__What you have to do__: Copy the chancellor's announcement below from "A Personal Announcement" to "of my life.", renaming "Bruins" as "Colleagues".

__Supplied text__:
* * * *
A Personal Announcement
Chancellor Block shared the following message with the UCLA campus community.
Dear Bruins:
Since I became chancellor 16 years ago, UCLA has been my community and my home, a source of endless inspiration and an indelible part of who I am. Serving as the leader of our university has been the greatest honor of my life.
It is with bittersweet feelings, then, that I write to share that I have decided to step down from the role at the end of the coming academic year. This decision was by no means an easy one. But I have the greatest confidence in UCLA’s future, and I feel that the time is right — for me, for my family and for our campus. My final day as chancellor will be July 31, 2024.
In our many years here, my wife Carol and I have seen UCLA grow and evolve — becoming a more residential campus, expanding both in Westwood and across Los Angeles, launching new academic and administrative programs, deepening a commitment to access and affordability, achieving remarkable research success and rising in the rankings — all while remaining true to its crucial public mission and core values. We have also had the privilege of watching generations of developing leaders flourish here, and of witnessing brilliant scholars transform their disciplines and all of society. These experiences have only reinforced our already deep belief in the power and promise of this incredible place.
* * * *
__Provided data__:
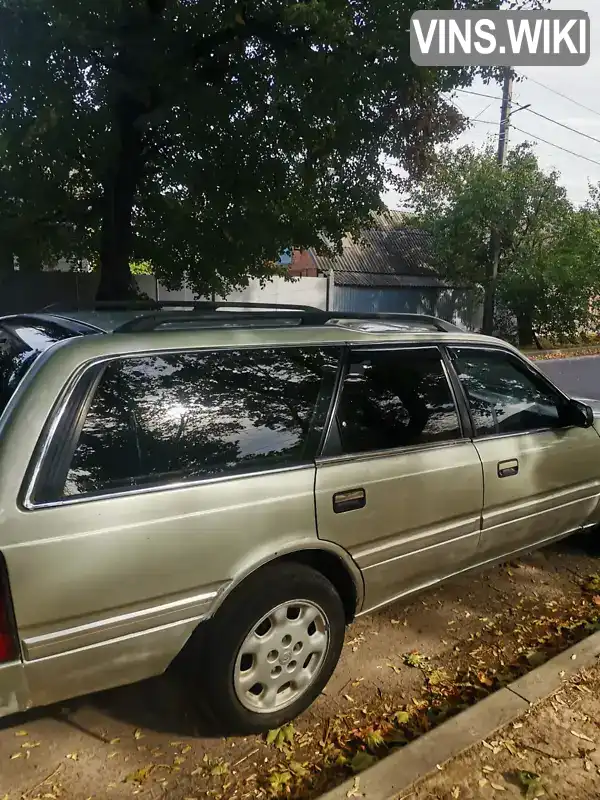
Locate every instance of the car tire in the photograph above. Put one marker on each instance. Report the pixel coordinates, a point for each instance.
(270, 649)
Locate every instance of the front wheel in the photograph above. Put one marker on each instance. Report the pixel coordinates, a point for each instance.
(271, 648)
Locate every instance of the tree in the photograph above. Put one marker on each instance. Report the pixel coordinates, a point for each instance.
(549, 268)
(206, 137)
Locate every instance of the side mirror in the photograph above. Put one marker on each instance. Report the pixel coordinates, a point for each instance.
(579, 414)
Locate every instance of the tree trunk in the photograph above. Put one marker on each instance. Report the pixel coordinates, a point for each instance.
(525, 329)
(120, 190)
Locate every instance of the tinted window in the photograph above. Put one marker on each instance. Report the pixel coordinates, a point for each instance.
(179, 417)
(396, 398)
(21, 342)
(504, 396)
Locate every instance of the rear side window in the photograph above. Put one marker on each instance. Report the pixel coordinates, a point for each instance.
(396, 398)
(178, 417)
(21, 342)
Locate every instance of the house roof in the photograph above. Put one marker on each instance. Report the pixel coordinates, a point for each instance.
(389, 254)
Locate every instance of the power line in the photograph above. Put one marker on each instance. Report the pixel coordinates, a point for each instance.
(557, 146)
(479, 94)
(539, 139)
(560, 94)
(562, 125)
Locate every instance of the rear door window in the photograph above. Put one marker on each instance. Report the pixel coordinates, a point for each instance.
(396, 398)
(172, 418)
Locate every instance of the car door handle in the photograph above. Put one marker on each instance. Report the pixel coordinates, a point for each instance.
(506, 469)
(350, 500)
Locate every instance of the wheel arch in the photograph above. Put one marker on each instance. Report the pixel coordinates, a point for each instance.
(331, 561)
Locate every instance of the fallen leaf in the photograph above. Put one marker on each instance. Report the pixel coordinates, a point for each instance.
(414, 659)
(529, 782)
(298, 769)
(374, 739)
(362, 760)
(220, 769)
(582, 736)
(140, 775)
(280, 781)
(281, 737)
(484, 679)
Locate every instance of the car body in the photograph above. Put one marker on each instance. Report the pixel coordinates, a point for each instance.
(239, 486)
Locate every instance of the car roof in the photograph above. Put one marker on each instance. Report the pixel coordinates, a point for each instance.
* * * *
__Written response__:
A Personal Announcement
Chancellor Block shared the following message with the UCLA campus community.
Dear Colleagues:
Since I became chancellor 16 years ago, UCLA has been my community and my home, a source of endless inspiration and an indelible part of who I am. Serving as the leader of our university has been the greatest honor of my life.